(Records drawn from a dataset)
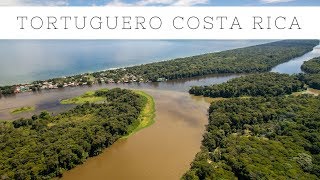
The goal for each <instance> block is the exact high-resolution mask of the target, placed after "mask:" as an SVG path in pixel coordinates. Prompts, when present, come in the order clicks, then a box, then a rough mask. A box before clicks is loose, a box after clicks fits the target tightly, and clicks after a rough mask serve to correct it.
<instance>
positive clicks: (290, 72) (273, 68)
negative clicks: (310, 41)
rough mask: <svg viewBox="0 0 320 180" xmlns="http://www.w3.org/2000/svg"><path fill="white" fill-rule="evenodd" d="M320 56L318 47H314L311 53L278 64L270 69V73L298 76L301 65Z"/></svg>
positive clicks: (318, 47) (300, 69) (309, 52)
mask: <svg viewBox="0 0 320 180" xmlns="http://www.w3.org/2000/svg"><path fill="white" fill-rule="evenodd" d="M319 56H320V45H319V46H316V47H315V48H314V49H313V51H311V52H309V53H306V54H305V55H303V56H301V57H297V58H293V59H292V60H290V61H288V62H286V63H283V64H280V65H278V66H276V67H274V68H272V70H271V72H278V73H285V74H298V73H302V70H301V65H302V64H303V62H304V61H308V60H310V59H312V58H315V57H319Z"/></svg>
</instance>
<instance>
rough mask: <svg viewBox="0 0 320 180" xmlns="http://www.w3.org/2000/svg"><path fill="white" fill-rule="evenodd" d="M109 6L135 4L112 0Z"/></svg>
mask: <svg viewBox="0 0 320 180" xmlns="http://www.w3.org/2000/svg"><path fill="white" fill-rule="evenodd" d="M106 5H107V6H133V4H130V3H125V2H122V1H121V0H112V1H111V2H109V3H108V4H106Z"/></svg>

→ GOAL OF THE EXERCISE
Nothing but the text is wanted: repeat the data above exactly, without its images.

→ SOLVED EXERCISE
The goal for each <instance> block is the exact high-resolution mask of the target, placed after "mask:" as an SVG path in pixel coordinates. Prompts, when present, come in the order clicks, then a box, then a rough mask. A box before clicks is loose, a box after clicks fits the target tightly, and clicks after a rough mask serve to correct it.
<instance>
positive clicks: (290, 72) (273, 68)
negative clicks: (310, 41)
rough mask: <svg viewBox="0 0 320 180" xmlns="http://www.w3.org/2000/svg"><path fill="white" fill-rule="evenodd" d="M320 56L318 47H314L311 53L278 64L270 69V73L298 76L301 65Z"/></svg>
positive clicks: (318, 47) (300, 69) (309, 52)
mask: <svg viewBox="0 0 320 180" xmlns="http://www.w3.org/2000/svg"><path fill="white" fill-rule="evenodd" d="M319 56H320V45H319V46H316V47H315V48H314V49H313V51H311V52H309V53H306V54H305V55H303V56H301V57H297V58H293V59H292V60H290V61H288V62H286V63H283V64H280V65H278V66H276V67H274V68H272V70H271V72H278V73H285V74H298V73H302V70H301V65H302V64H303V62H304V61H308V60H310V59H312V58H315V57H319Z"/></svg>
</instance>
<instance>
rough mask: <svg viewBox="0 0 320 180" xmlns="http://www.w3.org/2000/svg"><path fill="white" fill-rule="evenodd" d="M109 6L135 4L112 0Z"/></svg>
mask: <svg viewBox="0 0 320 180" xmlns="http://www.w3.org/2000/svg"><path fill="white" fill-rule="evenodd" d="M106 5H107V6H133V4H130V3H125V2H122V1H121V0H112V1H111V2H109V3H108V4H106Z"/></svg>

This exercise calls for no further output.